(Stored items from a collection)
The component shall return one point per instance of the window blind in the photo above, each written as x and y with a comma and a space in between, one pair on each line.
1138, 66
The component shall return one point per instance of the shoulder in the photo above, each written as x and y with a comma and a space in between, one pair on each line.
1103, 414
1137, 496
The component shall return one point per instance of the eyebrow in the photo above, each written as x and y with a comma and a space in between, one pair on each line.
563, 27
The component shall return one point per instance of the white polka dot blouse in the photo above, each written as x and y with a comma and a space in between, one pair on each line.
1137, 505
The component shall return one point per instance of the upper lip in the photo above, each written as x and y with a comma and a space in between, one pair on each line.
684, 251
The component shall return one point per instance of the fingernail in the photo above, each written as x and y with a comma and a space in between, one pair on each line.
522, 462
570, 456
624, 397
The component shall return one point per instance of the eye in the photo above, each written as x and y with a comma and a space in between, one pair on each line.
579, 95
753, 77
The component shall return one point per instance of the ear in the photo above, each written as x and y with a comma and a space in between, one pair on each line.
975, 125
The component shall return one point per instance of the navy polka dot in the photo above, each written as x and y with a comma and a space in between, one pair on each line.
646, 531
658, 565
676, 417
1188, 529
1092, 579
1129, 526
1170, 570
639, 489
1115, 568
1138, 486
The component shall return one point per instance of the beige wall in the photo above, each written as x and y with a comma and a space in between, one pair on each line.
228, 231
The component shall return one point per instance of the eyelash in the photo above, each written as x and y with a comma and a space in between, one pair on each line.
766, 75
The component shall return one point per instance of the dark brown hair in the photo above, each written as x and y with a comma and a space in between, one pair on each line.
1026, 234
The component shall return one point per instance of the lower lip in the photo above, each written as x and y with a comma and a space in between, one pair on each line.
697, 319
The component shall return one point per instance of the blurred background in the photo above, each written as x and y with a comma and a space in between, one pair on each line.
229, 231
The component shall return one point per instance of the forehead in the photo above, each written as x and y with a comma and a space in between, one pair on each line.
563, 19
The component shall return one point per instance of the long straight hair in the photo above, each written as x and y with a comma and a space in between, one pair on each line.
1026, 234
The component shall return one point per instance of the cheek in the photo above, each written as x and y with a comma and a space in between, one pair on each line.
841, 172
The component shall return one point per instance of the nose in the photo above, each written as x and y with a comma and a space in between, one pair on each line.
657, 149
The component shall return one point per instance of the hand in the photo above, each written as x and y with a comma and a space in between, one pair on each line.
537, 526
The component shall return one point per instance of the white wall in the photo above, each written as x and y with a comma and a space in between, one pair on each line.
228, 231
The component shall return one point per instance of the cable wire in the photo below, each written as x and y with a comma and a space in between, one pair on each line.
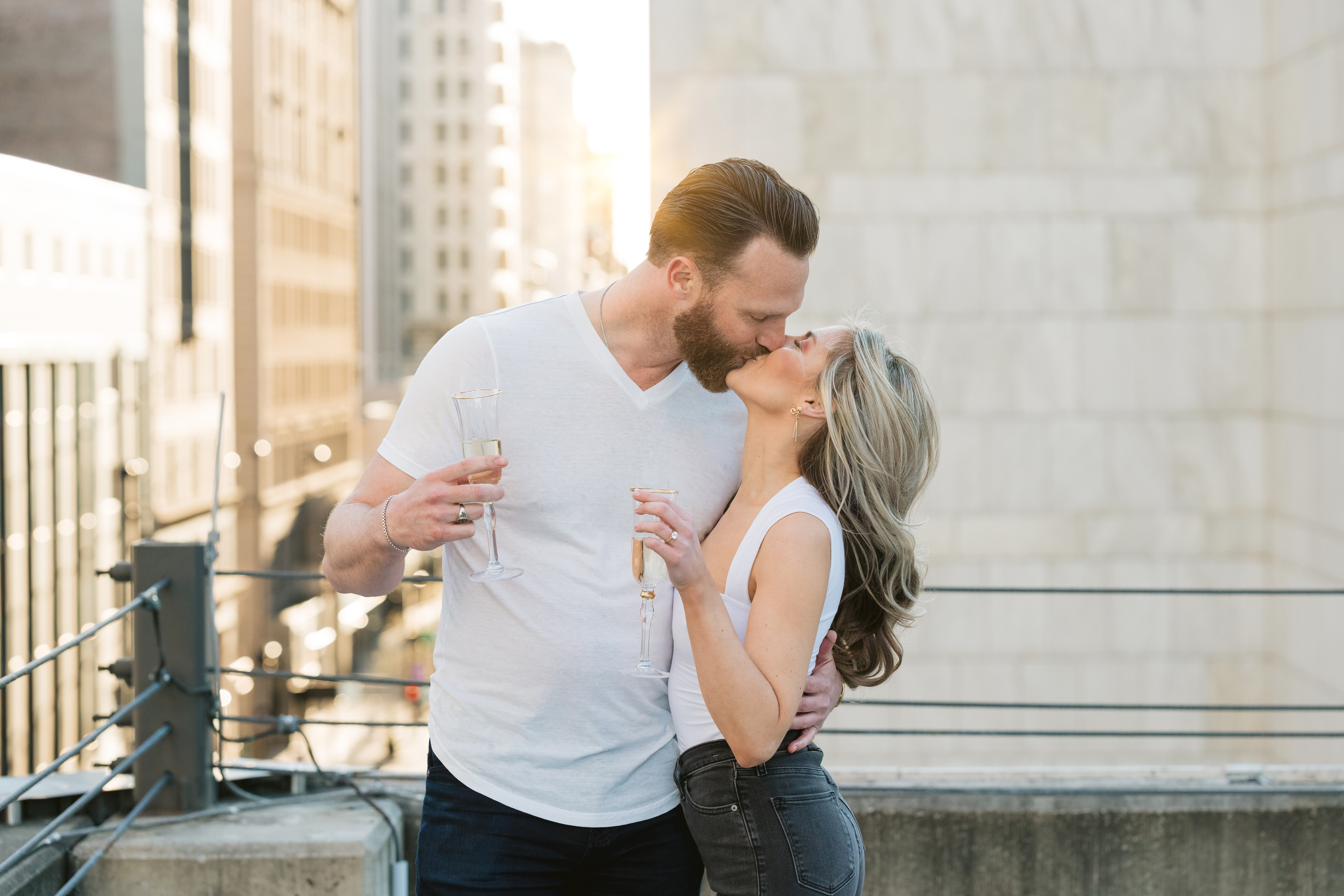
--
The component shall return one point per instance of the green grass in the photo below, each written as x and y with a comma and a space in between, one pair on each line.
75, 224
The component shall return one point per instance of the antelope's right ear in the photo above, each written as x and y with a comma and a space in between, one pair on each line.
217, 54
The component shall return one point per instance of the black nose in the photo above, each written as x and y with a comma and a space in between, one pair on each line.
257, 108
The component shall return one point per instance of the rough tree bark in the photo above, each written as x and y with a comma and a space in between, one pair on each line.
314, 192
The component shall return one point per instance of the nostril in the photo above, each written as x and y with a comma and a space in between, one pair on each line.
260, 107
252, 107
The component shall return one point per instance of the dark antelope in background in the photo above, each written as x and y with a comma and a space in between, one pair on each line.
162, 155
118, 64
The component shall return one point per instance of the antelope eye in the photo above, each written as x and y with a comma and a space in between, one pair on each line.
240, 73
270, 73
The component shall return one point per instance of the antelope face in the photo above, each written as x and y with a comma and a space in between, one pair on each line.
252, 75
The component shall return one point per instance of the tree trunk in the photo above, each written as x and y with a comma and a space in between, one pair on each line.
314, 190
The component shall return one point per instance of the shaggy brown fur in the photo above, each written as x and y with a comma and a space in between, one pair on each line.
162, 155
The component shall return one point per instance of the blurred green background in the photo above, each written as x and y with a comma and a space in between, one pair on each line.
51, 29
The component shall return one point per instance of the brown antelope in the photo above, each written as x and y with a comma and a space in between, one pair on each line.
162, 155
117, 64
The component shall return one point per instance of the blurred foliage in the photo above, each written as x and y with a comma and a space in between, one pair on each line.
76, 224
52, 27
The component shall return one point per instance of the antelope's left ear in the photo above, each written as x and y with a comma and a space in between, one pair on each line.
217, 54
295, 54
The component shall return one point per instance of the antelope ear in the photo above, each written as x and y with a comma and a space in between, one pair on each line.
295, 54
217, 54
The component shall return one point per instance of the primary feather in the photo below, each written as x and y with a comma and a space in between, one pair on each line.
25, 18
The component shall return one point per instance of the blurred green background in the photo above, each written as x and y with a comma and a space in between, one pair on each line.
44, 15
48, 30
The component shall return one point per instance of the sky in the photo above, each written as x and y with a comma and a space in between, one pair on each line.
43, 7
* * *
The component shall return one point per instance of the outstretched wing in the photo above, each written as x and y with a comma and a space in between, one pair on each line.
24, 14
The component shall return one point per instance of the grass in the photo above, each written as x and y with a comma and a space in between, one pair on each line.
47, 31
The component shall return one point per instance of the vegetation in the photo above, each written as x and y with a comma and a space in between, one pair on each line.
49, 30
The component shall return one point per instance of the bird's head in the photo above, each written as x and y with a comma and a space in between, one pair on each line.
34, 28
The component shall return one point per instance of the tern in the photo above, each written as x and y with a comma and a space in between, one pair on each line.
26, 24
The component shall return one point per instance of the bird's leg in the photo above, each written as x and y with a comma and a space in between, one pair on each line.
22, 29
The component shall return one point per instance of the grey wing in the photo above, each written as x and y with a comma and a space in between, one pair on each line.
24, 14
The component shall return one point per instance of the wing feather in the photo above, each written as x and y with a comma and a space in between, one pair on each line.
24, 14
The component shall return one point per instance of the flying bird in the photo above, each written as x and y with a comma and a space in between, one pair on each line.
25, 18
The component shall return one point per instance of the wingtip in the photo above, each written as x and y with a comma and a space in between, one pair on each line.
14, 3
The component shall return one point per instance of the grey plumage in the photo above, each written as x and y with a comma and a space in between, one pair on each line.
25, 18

[Task description]
Beginning at the line with "The component shall return one point per instance of the cheek" and stopping after the line with "The component shall return one point per instance of the cable", please write out every line of the data above exactly and nothing else.

[Response below]
The component shall return one point per instance of the cheek in the photo above, each written as x and y with a comma and a space in between, one pair on each line.
841, 172
The component shall return one point per instance of the nose in the photo above, each written as x and y with a comma and a space in between, one pair on each line.
657, 149
The component shall return one point per instance of the hand in the photo above, each written as x and y with a comma and a space in between, one pair on each line.
537, 526
The component shall return one point per instance of the white wall in the photo above, each written as x and y with a comma and a space in between, one pair on each line.
228, 231
The component shall return one point per instance of the cable wire in the photo below, each written as x and y with a comma and a space in between, one pair on each line.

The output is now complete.